AIM 1: Write out the part of the interview between "Matt –I’ve always" and "in this world.", inclusive.

PASSAGE:
####################

Matt – Caustic has been around since 2002 and I’ve been releasing music since 2004—I’ve put out six full lengths, a few EPs, and a bunch of remix albums under the name and the sound jumps styles a lot.  Basically it’s a punk industrial project, regardless of where the sound goes.

 

WSR – Your music isn’t the norm which in some cases may not appeal to some people, but you actually have a rather large loyal fan base.  What do you feel it is about your music then when people hear it if they like it they REALLY like it?

Matt – Most of the people that seem to dig what I do just like variety and aren’t always into cookie cutter music that fits easily into one category.  I’ve been very fortunate in that I’ve really been able to connect with people who listen to my music through all sorts of methods—I write blogs on different aspects of the music business, I used to do a podcast interviewing other artists, and I’m pretty damn all over the place on Facebook and Twitter.  It’s given people a chance to get to know a lot of things about me and how I feel about stuff.

To answer the question more directly, I think people appreciate the energy a lot.  I put myself into my music 110% and think, ideally, that the passion shows.  And this is for my chaotic live shows as much as my albums.  I’m driven like a motherfucker to create and to push myself as hard as I can.  You hear so much mundane “off the rack” music that can fit any playlist.  I’m trying to tailor my shit to a different audience that appreciates diversity and a bit of a challenge.  Nothing I do is revolutionary, but I try to put something special into any song I do to make it stand out as an “Official Caustic Track”.

 

WSR – What do you feel is the importance of the healthy balance of seriousness and mirth which is very prevalent in your music?

Matt –I’ve always felt that you can make a better point using humor at times than by just pummeling people with the same insincere, trite bullshit.  Industrial as a genre has always had a sense of humor—usually a really dark one—but my music comes as much from punk as it does industrial, and part of punk is giving the finger to all the insincerity and bullshit in this world.

####################

Detection annotation records:

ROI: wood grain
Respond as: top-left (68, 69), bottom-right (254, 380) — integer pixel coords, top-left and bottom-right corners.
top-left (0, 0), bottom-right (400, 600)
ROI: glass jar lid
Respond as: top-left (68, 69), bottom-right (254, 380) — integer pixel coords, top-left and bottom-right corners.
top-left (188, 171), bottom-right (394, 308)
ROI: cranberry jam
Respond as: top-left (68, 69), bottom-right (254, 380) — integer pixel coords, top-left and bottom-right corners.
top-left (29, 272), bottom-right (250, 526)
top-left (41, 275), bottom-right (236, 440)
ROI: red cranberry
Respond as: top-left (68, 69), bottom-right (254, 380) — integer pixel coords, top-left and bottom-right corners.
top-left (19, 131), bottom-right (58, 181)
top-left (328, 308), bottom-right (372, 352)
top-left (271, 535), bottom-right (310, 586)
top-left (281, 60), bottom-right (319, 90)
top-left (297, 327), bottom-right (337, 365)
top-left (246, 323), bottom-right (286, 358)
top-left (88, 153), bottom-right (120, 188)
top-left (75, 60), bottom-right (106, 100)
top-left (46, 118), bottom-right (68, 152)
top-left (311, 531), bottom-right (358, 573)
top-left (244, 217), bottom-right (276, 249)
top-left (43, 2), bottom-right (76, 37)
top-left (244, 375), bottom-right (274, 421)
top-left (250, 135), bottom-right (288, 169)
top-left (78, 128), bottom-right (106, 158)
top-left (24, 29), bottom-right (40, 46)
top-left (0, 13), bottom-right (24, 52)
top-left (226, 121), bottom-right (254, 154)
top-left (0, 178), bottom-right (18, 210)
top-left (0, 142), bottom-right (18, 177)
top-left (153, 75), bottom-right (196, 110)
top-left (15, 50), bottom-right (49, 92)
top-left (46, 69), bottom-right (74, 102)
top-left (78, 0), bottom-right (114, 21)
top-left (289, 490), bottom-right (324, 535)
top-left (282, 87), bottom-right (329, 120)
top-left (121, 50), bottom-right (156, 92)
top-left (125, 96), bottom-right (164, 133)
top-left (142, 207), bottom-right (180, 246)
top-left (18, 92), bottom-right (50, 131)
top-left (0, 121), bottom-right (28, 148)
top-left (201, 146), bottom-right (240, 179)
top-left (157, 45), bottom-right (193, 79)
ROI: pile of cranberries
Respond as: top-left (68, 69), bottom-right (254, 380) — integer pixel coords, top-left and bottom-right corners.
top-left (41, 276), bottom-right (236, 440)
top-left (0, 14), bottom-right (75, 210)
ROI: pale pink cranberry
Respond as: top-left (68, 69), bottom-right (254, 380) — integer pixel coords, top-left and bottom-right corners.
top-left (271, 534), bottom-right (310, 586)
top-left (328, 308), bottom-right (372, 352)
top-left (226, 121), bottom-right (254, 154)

####################

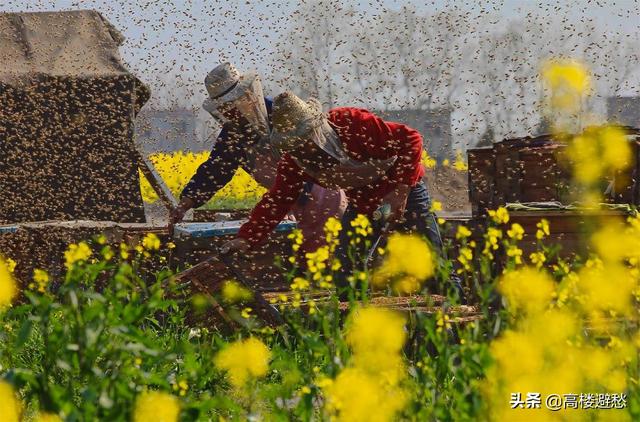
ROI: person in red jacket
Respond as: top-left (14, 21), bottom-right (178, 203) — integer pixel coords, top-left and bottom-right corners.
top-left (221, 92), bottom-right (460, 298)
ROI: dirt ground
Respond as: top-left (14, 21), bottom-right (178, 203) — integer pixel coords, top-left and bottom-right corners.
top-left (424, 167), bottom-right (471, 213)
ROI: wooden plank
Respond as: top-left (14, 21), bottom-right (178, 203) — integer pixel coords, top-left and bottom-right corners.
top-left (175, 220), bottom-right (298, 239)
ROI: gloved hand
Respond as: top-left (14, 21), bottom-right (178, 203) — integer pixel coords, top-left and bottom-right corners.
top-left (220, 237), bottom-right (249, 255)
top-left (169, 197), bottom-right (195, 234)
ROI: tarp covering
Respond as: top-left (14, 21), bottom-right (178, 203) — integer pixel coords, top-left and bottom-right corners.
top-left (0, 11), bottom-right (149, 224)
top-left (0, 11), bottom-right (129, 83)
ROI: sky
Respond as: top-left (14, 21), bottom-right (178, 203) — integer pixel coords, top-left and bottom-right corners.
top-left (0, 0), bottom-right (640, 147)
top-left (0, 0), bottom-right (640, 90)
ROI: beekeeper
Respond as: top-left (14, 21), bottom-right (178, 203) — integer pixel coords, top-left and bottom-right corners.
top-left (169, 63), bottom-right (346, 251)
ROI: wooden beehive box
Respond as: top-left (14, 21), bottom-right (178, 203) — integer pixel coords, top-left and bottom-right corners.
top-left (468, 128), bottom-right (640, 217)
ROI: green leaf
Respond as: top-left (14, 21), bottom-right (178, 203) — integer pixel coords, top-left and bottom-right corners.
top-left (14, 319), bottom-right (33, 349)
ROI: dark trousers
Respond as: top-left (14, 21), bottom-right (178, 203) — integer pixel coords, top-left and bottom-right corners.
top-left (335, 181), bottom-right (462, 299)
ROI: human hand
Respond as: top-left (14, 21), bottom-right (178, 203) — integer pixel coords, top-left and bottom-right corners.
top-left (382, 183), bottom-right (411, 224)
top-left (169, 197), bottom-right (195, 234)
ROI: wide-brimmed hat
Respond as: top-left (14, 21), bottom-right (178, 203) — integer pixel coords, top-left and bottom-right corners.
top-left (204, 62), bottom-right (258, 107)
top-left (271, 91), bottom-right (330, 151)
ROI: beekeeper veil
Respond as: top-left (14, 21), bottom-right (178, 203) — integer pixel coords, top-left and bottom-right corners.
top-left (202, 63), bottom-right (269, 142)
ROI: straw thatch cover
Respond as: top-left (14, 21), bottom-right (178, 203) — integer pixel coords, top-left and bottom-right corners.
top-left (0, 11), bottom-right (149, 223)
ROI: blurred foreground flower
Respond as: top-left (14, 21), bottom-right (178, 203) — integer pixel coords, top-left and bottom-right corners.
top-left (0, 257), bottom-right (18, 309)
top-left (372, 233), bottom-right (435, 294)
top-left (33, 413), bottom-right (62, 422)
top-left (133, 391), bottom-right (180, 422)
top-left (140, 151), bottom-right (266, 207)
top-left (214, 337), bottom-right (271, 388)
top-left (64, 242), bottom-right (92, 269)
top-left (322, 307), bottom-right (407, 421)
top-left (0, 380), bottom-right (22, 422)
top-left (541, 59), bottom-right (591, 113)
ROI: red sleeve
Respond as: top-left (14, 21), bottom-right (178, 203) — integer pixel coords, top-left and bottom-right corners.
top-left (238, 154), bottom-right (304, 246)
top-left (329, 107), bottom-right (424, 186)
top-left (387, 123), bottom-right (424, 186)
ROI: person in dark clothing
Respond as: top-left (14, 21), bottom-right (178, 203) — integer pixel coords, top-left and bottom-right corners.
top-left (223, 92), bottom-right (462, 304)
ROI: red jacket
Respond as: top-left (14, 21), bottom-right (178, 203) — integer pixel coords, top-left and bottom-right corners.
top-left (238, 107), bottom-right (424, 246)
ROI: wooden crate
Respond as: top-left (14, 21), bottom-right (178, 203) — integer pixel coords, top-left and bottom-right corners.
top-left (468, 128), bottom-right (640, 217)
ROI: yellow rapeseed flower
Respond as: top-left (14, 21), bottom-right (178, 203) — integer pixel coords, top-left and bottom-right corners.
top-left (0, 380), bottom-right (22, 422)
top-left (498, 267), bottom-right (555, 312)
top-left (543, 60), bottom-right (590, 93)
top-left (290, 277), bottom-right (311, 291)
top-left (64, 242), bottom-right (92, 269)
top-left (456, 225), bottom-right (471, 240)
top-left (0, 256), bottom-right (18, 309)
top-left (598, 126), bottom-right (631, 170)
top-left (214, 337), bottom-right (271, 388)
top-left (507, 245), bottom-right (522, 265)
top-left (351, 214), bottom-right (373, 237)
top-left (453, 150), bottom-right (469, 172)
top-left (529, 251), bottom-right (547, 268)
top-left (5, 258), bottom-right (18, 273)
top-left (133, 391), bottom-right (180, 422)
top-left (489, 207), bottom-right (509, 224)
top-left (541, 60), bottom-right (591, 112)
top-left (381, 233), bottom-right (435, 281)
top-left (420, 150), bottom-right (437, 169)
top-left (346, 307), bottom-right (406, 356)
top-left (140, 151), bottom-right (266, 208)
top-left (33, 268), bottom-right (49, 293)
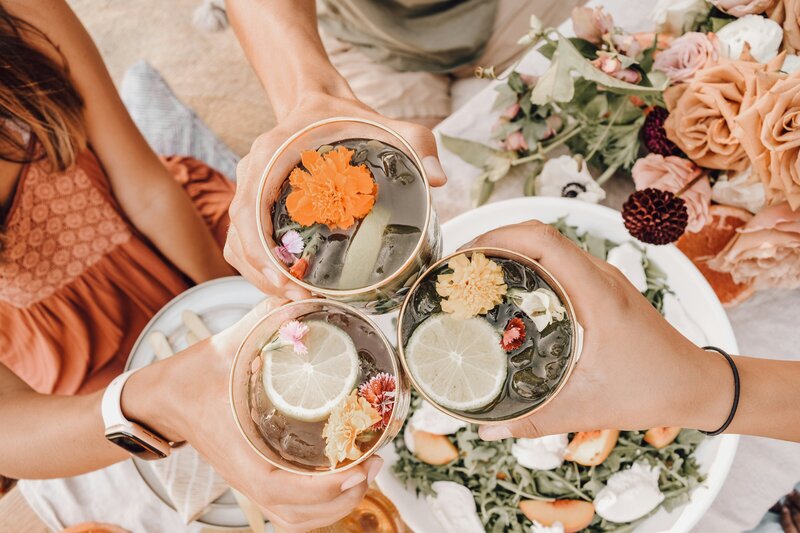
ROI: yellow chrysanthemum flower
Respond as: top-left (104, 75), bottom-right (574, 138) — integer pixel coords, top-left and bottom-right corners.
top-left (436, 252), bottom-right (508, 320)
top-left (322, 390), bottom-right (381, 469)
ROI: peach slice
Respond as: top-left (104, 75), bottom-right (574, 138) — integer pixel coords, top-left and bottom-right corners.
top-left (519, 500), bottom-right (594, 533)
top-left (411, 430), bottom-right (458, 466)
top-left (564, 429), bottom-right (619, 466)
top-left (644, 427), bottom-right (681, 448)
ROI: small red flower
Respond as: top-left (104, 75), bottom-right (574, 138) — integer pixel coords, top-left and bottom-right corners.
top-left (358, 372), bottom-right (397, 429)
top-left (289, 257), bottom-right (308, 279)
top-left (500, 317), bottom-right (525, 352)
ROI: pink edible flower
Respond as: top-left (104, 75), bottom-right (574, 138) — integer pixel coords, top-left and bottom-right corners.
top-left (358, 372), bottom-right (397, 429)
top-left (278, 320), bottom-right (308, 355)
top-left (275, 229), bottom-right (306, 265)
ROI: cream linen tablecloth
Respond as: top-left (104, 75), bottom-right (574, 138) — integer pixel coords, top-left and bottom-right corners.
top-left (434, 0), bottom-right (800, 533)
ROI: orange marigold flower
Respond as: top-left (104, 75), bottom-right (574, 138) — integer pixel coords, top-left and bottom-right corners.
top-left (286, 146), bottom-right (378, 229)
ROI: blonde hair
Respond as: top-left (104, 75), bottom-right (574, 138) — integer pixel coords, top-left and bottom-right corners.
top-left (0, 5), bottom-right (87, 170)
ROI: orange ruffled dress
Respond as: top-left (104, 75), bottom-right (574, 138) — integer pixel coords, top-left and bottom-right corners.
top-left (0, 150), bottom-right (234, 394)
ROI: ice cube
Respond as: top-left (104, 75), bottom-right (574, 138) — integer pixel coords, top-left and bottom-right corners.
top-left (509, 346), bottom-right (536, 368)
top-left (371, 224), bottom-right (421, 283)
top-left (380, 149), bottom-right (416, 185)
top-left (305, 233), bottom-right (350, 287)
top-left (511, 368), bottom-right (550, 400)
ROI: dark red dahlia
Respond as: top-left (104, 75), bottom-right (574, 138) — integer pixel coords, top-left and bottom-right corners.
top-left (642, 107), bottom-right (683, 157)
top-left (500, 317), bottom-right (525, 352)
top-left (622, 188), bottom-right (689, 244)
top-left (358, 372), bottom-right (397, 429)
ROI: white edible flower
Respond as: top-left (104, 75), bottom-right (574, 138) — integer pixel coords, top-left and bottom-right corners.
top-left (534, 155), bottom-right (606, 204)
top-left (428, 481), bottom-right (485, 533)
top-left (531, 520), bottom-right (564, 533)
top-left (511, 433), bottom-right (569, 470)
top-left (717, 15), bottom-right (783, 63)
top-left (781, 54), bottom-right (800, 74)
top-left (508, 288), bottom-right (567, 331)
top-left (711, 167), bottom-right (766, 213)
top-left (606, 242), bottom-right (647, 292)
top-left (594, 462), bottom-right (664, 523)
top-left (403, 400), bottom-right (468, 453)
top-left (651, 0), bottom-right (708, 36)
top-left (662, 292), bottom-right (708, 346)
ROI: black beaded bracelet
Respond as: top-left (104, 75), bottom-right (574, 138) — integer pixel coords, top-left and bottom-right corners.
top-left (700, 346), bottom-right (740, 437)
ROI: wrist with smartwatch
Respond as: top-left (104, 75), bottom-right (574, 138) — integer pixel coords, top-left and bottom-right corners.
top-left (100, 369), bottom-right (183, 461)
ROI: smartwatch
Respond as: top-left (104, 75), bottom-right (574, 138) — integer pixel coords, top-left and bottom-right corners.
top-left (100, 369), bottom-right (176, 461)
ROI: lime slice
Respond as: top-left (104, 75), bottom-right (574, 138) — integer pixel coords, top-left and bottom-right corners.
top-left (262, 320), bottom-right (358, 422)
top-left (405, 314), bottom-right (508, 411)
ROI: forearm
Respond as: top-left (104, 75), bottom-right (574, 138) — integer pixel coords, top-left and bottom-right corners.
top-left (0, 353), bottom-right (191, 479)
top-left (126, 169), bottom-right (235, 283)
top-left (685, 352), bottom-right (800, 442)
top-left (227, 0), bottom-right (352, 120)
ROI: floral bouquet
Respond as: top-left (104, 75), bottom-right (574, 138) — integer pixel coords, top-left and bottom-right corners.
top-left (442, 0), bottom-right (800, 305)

####################

AIM 2: Take the rows between the lines holding "ROI: wood grain" and "top-left (41, 275), bottom-right (236, 440)", inclusive. Swap "integer pixel coords" for "whole-number pixel coordinates" and return only those lines, with nothing else changed.

ANSWER 1:
Matt –I’ve always felt that you can make a better point using humor at times than by just pummeling people with the same insincere, trite bullshit.  Industrial as a genre has always had a sense of humor—usually a really dark one—but my music comes as much from punk as it does industrial, and part of punk is giving the finger to all the insincerity and bullshit in this world.

ANSWER 2:
ROI: wood grain
Respond as: top-left (68, 69), bottom-right (254, 380) — whole-number pixel coordinates, top-left and bottom-right corners.
top-left (0, 0), bottom-right (400, 600)
ROI: glass jar lid
Respond as: top-left (68, 69), bottom-right (254, 380) — whole-number pixel coordinates, top-left and bottom-right corners.
top-left (188, 171), bottom-right (394, 308)
ROI: cranberry jam
Respond as: top-left (68, 69), bottom-right (254, 380) — whole-number pixel coordinates, top-left and bottom-right corners.
top-left (29, 272), bottom-right (250, 526)
top-left (41, 275), bottom-right (236, 440)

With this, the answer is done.